■ **QUOTED TEXT**
# # #

Preliminary -- Do Not Quote or Cite

 

T-Shares: A New Way for Investors to Share Investment Outcomes

William F. Sharpe

January, 2002

 

 

Introduction

A society makes investments.  Those investments produce future outcomes and investors share those outcomes. But investors differ in their positions, preferences and the probabilities that they assess for alternative future investment outcomes. A key function of the financial services industry is to help investors efficiently share investment outcomes, taking each investor's characteristics into account.  To do this, the industry has created a great many institutions and financial instruments.

Recent decades have seen a great increase in the use of derivatives. Broadly, a derivative security's value depends on the value of some other security or portfolio of securities. Unfortunately, some of these instruments are expensive, opaque, and subject to real or perceived counterparty risk.

This paper proposes a new type of derivative, called a "t-share", that can be inexpensive, transparent and have no counterparty risk.  The use of such shares could supplement and/or replace a number of existing institutions and instruments.   T-shares use principles that underlie existing financial products but combine them in new and somewhat different ways.

Legal, regulatory, and taxation problems may defer, limit or entirely preclude the use of t-shares, at least in some countries. However, even if this is the case, there is still merit in understanding their characteristics, since they provide simple analogues that can help investors better understand and evaluate existing institutions and instruments. 

 

Characteristics of T-Shares

A series of t-shares is initiated when an individual or institution (the "creator") deposits a set of assets with an institution we will term the "trustee". The trustee is a respected organization of impeccable reputation, such as a large international bank or experienced mutual fund company.  The creator and the trustee agree on a set of rules for managing the assets, generally in a highly passive manner, and a set of rules for distributing the assets to holders of shares in two or more "tranches", which constitute the liabilities and net worth of the trust. The tranches are paid in strict priority order, with all payments to tranche 1 completed before any payments are made to trance 2, and so on. Each tranche is paid amounts based on the pre-specified formula or the remaining assets, whichever is smaller. The final tranche receives any remaining assets after all prior tranches have been paid. The trustee is paid a fee out of assets at a rate determined when the trust is initiated.

At the time of the trust's creation, the trustee issues a pre-specified number of shares in each tranche to the creator.  Shares are registered in book form by the trustee, who maintains the register of owners and makes payments directly to them.

# # #

■ **DATASET**
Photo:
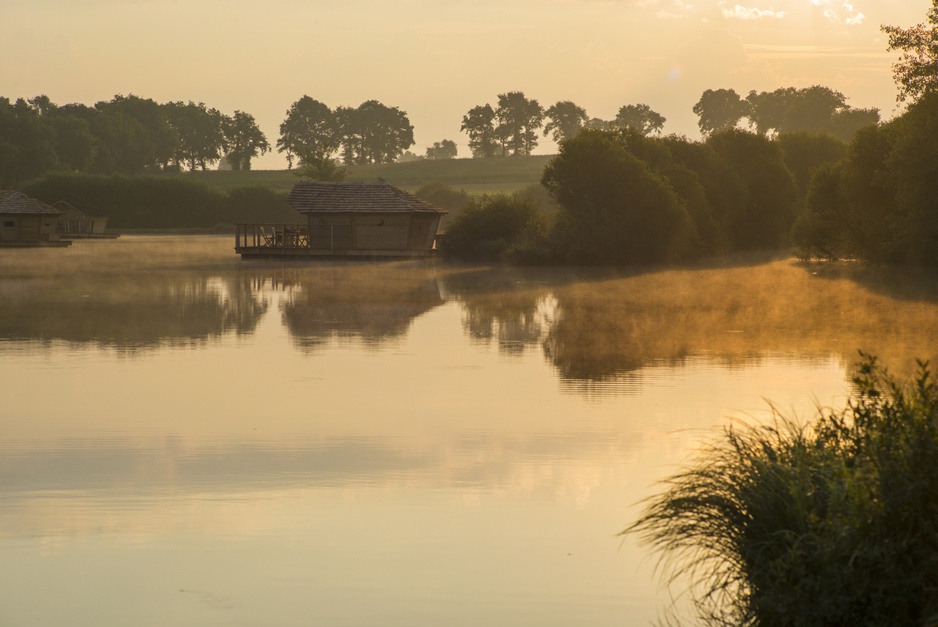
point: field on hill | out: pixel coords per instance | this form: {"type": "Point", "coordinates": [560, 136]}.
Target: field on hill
{"type": "Point", "coordinates": [475, 176]}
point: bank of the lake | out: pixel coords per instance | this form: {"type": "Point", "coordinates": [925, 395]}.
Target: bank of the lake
{"type": "Point", "coordinates": [188, 438]}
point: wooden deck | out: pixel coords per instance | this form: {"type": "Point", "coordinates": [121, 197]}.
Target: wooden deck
{"type": "Point", "coordinates": [292, 241]}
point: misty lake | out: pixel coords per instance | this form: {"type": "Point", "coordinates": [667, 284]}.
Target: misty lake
{"type": "Point", "coordinates": [189, 439]}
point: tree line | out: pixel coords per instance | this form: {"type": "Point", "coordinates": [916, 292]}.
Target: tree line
{"type": "Point", "coordinates": [125, 135]}
{"type": "Point", "coordinates": [132, 135]}
{"type": "Point", "coordinates": [512, 126]}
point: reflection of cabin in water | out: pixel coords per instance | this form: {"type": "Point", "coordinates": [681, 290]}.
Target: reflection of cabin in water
{"type": "Point", "coordinates": [364, 220]}
{"type": "Point", "coordinates": [26, 221]}
{"type": "Point", "coordinates": [80, 220]}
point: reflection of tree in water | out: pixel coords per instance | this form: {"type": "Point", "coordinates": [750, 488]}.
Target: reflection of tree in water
{"type": "Point", "coordinates": [734, 315]}
{"type": "Point", "coordinates": [126, 312]}
{"type": "Point", "coordinates": [510, 306]}
{"type": "Point", "coordinates": [126, 294]}
{"type": "Point", "coordinates": [371, 302]}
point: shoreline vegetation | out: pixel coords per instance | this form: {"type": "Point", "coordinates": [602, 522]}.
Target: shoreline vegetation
{"type": "Point", "coordinates": [831, 522]}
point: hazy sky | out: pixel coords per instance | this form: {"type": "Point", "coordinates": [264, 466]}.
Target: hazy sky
{"type": "Point", "coordinates": [435, 59]}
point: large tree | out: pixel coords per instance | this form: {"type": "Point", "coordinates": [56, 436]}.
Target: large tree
{"type": "Point", "coordinates": [641, 117]}
{"type": "Point", "coordinates": [916, 72]}
{"type": "Point", "coordinates": [373, 133]}
{"type": "Point", "coordinates": [309, 132]}
{"type": "Point", "coordinates": [26, 143]}
{"type": "Point", "coordinates": [811, 109]}
{"type": "Point", "coordinates": [564, 120]}
{"type": "Point", "coordinates": [479, 124]}
{"type": "Point", "coordinates": [614, 208]}
{"type": "Point", "coordinates": [768, 211]}
{"type": "Point", "coordinates": [135, 134]}
{"type": "Point", "coordinates": [719, 110]}
{"type": "Point", "coordinates": [200, 133]}
{"type": "Point", "coordinates": [445, 149]}
{"type": "Point", "coordinates": [517, 122]}
{"type": "Point", "coordinates": [244, 140]}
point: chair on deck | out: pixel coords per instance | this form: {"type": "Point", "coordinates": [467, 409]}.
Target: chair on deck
{"type": "Point", "coordinates": [267, 235]}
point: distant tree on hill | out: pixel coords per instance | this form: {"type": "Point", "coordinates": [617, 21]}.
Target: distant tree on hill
{"type": "Point", "coordinates": [308, 132]}
{"type": "Point", "coordinates": [641, 117]}
{"type": "Point", "coordinates": [765, 217]}
{"type": "Point", "coordinates": [26, 143]}
{"type": "Point", "coordinates": [812, 109]}
{"type": "Point", "coordinates": [244, 140]}
{"type": "Point", "coordinates": [916, 72]}
{"type": "Point", "coordinates": [614, 208]}
{"type": "Point", "coordinates": [598, 124]}
{"type": "Point", "coordinates": [720, 110]}
{"type": "Point", "coordinates": [373, 133]}
{"type": "Point", "coordinates": [564, 120]}
{"type": "Point", "coordinates": [133, 134]}
{"type": "Point", "coordinates": [199, 131]}
{"type": "Point", "coordinates": [445, 149]}
{"type": "Point", "coordinates": [517, 122]}
{"type": "Point", "coordinates": [479, 124]}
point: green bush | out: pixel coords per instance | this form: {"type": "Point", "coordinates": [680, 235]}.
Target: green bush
{"type": "Point", "coordinates": [835, 523]}
{"type": "Point", "coordinates": [161, 202]}
{"type": "Point", "coordinates": [490, 228]}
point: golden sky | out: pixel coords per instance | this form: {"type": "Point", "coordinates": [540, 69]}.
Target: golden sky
{"type": "Point", "coordinates": [435, 59]}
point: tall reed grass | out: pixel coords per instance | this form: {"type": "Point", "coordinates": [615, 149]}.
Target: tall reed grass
{"type": "Point", "coordinates": [831, 523]}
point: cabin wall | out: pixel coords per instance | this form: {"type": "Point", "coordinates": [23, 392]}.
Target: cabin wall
{"type": "Point", "coordinates": [372, 231]}
{"type": "Point", "coordinates": [27, 228]}
{"type": "Point", "coordinates": [381, 232]}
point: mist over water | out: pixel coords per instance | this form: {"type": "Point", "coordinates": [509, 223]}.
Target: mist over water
{"type": "Point", "coordinates": [186, 438]}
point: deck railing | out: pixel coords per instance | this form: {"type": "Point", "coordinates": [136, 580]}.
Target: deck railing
{"type": "Point", "coordinates": [271, 236]}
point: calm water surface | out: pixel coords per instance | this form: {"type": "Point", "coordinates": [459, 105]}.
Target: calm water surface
{"type": "Point", "coordinates": [188, 439]}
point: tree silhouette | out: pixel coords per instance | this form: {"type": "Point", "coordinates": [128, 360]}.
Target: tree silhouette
{"type": "Point", "coordinates": [641, 117]}
{"type": "Point", "coordinates": [564, 120]}
{"type": "Point", "coordinates": [720, 110]}
{"type": "Point", "coordinates": [517, 121]}
{"type": "Point", "coordinates": [479, 124]}
{"type": "Point", "coordinates": [308, 132]}
{"type": "Point", "coordinates": [244, 140]}
{"type": "Point", "coordinates": [916, 72]}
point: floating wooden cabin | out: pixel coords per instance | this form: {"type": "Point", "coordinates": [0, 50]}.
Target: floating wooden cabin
{"type": "Point", "coordinates": [80, 220]}
{"type": "Point", "coordinates": [26, 221]}
{"type": "Point", "coordinates": [350, 220]}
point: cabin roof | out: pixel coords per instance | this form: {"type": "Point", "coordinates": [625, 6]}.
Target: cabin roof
{"type": "Point", "coordinates": [378, 197]}
{"type": "Point", "coordinates": [12, 201]}
{"type": "Point", "coordinates": [75, 204]}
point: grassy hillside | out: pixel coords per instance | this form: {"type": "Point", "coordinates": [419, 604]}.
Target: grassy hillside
{"type": "Point", "coordinates": [476, 176]}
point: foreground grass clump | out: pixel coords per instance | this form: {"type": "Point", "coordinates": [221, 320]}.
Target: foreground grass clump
{"type": "Point", "coordinates": [835, 523]}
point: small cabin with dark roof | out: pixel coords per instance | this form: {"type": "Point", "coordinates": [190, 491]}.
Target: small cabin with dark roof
{"type": "Point", "coordinates": [26, 221]}
{"type": "Point", "coordinates": [357, 220]}
{"type": "Point", "coordinates": [80, 220]}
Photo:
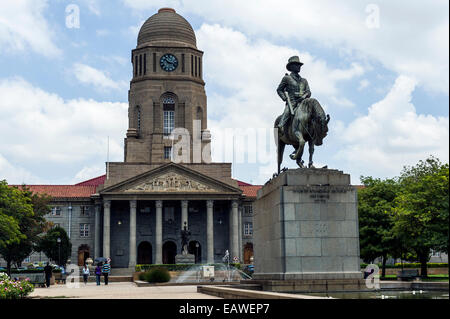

# # #

■ **SET OF TASKS**
**a)** Decide whether each statement agrees with the t-shares paper: (i) the trustee's fee is paid out of assets at a rate set when the trust is initiated; (ii) the final tranche is paid before the other tranches; (iii) the creator keeps the register of share owners and makes payments to them. Answer yes or no for each, quoting the deciding words of the paper.
**b)** Write the next passage of the t-shares paper, continuing from its last sentence.
The listing above comes from a separate source, unrelated to the t-shares paper.

■ **ANSWERS PER TASK**
**a)**
(i) Yes: "The trustee is paid a fee out of assets at a rate determined when the trust is initiated."
(ii) No: "The final tranche receives any remaining assets after all prior tranches have been paid."
(iii) No: "Shares are registered in book form by the trustee, who maintains the register of owners and makes payments directly to them."

**b)**
At any time the creator of the trust can sell shares in the tranches to anyone. Investors who have purchased shares are free to sell them to other investors as well. While a separate institution could be set up to facilitate such transactions, it is entirely possible that an existing market such as EBay could be utilized. Shares could be offered in auctions (perhaps with reserved minimum prices) or for fixed prices, as the sellers desire.  Buyers could also bid for shares. 

In most cases, the rules governing payments made to the tranches would use a "payoff formula" based on the value of an "underlying variable". Typically the variable would equal the value of all or part of the underlying assets, but this need not be the case.

Each security issued by the trustee is given a designation that includes the trust number, the tranche number, and the total number of tranches in the trust.  Thus 123-2/5 would refer to a share in trust number 123, tranche 2 of 5.

The term "t-shares" is used since the procedure involves the use of a trustee, a trust fund, and tranches of securities.

We illustrate with three examples.

 

Example 1: Levered Investment in the Stock Market

In the first example, an individual deposits $100,000 worth of securities representing a diversified portfolio of U.S. equities (for example, shares in the Vanguard Total Stock Market Fund or the Vanguard VIPER exchange-traded fund). Until December 2005, any cash flows received by the trust are to be reinvested in the same security. Tranche 1 consists of 5,000 shares, each of which is to be paid either $10 or 1/5,000'th of the assets, whichever is smaller, in December 2005. Tranche 2 consists of 5,000 shares, each of which is to be paid 1/5,000th of the assets that remain after the payments are made to tranche 1 shares.  The underlying variable in this case equals the value of the assets in the fund in December 2005. The figure below plots the total values of the tranches (on the vertical) axis, as a function of the value of the portfolio (on the horizontal axis).

 

wpe1A.jpg (18375 bytes)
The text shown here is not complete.